─── AVAILABLE RECORDS
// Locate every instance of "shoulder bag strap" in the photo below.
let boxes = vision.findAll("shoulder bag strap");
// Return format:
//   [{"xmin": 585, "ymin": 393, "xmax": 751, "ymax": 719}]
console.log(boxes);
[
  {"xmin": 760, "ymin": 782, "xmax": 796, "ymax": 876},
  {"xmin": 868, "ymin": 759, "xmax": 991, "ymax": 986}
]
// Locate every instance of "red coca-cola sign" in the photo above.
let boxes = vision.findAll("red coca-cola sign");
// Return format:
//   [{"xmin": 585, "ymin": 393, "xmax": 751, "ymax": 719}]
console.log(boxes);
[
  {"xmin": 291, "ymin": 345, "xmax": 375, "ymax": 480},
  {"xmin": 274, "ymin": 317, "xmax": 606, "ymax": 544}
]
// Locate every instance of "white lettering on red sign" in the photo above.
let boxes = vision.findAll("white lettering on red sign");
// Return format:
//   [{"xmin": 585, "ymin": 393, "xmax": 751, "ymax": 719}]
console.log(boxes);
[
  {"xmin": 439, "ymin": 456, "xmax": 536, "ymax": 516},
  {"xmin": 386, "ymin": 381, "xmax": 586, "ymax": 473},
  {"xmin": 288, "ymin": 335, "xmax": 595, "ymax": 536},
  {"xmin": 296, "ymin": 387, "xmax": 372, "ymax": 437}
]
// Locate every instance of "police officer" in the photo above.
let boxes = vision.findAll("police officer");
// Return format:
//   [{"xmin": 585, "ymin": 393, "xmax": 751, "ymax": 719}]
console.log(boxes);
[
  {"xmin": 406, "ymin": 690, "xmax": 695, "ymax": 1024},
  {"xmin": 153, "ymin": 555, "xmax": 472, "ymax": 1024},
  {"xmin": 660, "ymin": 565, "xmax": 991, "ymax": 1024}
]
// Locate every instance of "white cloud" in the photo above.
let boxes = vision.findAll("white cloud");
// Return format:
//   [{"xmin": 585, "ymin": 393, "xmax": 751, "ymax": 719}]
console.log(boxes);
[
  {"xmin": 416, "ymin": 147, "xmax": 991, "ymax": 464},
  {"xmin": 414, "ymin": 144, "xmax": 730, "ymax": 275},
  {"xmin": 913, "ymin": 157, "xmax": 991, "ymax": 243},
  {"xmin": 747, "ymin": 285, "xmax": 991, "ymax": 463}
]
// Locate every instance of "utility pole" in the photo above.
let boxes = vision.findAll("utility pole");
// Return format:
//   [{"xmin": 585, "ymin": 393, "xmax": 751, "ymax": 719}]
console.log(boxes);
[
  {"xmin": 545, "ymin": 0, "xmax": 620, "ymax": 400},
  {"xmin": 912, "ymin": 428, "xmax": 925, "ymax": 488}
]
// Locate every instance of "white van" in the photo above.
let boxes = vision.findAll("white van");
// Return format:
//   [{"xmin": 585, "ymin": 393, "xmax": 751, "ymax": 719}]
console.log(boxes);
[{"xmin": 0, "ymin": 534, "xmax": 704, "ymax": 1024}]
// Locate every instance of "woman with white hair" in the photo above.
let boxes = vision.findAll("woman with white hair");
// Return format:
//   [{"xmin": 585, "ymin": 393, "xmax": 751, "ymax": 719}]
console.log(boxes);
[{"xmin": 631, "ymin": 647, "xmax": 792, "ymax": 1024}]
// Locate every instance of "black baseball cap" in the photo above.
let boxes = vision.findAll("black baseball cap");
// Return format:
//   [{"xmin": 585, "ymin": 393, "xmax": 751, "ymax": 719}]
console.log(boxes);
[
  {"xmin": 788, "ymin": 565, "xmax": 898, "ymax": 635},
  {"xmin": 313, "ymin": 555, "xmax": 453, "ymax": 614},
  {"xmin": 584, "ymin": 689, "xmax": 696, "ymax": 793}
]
──────
* [EXERCISE INSTRUCTIONS]
Reproduce the material above without altering a single character.

* [TASK OUTPUT]
// Locate every instance of "shoulder bag strap" in the photo below.
let boxes = vision.findAll("shoulder bag strap");
// Return format:
//   [{"xmin": 585, "ymin": 393, "xmax": 751, "ymax": 719}]
console.log(boxes);
[
  {"xmin": 760, "ymin": 782, "xmax": 796, "ymax": 876},
  {"xmin": 868, "ymin": 759, "xmax": 991, "ymax": 986}
]
// Locate every instance of "red coca-cola sign" in the photo above.
let boxes = vision.findAll("red coca-cola sign");
// Return format:
//   [{"xmin": 585, "ymin": 393, "xmax": 751, "ymax": 719}]
console.log(boxes);
[
  {"xmin": 291, "ymin": 345, "xmax": 375, "ymax": 480},
  {"xmin": 274, "ymin": 317, "xmax": 606, "ymax": 544}
]
// Locate every instance of "white lettering on red sign" in the photo above.
let boxes = vision.findAll("white lettering on red sign");
// Return format:
//   [{"xmin": 585, "ymin": 393, "xmax": 751, "ymax": 719}]
console.log(boxes);
[
  {"xmin": 439, "ymin": 456, "xmax": 536, "ymax": 516},
  {"xmin": 386, "ymin": 381, "xmax": 586, "ymax": 473},
  {"xmin": 288, "ymin": 335, "xmax": 595, "ymax": 536},
  {"xmin": 296, "ymin": 387, "xmax": 372, "ymax": 437}
]
// Locate every instance of "police officer" in the photo above.
let boxes = vision.findAll("police officer");
// Return format:
//   [{"xmin": 585, "ymin": 393, "xmax": 751, "ymax": 719}]
console.log(boxes);
[
  {"xmin": 406, "ymin": 690, "xmax": 695, "ymax": 1024},
  {"xmin": 153, "ymin": 555, "xmax": 472, "ymax": 1024},
  {"xmin": 660, "ymin": 565, "xmax": 991, "ymax": 1024}
]
// Locate every instance of "white cloud" in the photo above.
let boxes = vision.findAll("white cloud");
// Return format:
//   [{"xmin": 585, "ymin": 393, "xmax": 751, "ymax": 719}]
console.log(boxes);
[
  {"xmin": 416, "ymin": 147, "xmax": 991, "ymax": 464},
  {"xmin": 414, "ymin": 144, "xmax": 730, "ymax": 275},
  {"xmin": 913, "ymin": 157, "xmax": 991, "ymax": 243},
  {"xmin": 747, "ymin": 285, "xmax": 991, "ymax": 463}
]
// Locate every instance of "utility pole" in the photo above.
let boxes = vision.findAll("utility pole");
// Return format:
//   [{"xmin": 585, "ymin": 393, "xmax": 751, "ymax": 719}]
console.log(boxes);
[
  {"xmin": 545, "ymin": 0, "xmax": 620, "ymax": 400},
  {"xmin": 912, "ymin": 428, "xmax": 925, "ymax": 488}
]
// Locate every instance of "white van" in the photo above.
let boxes = vision.findAll("white van");
// Return format:
//   [{"xmin": 585, "ymin": 393, "xmax": 751, "ymax": 719}]
console.log(boxes);
[{"xmin": 0, "ymin": 534, "xmax": 704, "ymax": 1024}]
// Locate every instance of "woman with white hair" in the photo above.
let boxes = vision.findAll("woman with white hair");
// Return format:
//   [{"xmin": 585, "ymin": 393, "xmax": 751, "ymax": 719}]
console.log(boxes);
[{"xmin": 631, "ymin": 647, "xmax": 792, "ymax": 1024}]
// Locate every instance of "black baseball cap" in the photo above.
let boxes = vision.findAll("black baseball cap");
// Return format:
//   [{"xmin": 585, "ymin": 393, "xmax": 751, "ymax": 719}]
console.log(boxes);
[
  {"xmin": 788, "ymin": 565, "xmax": 898, "ymax": 635},
  {"xmin": 313, "ymin": 555, "xmax": 453, "ymax": 614},
  {"xmin": 584, "ymin": 689, "xmax": 696, "ymax": 793}
]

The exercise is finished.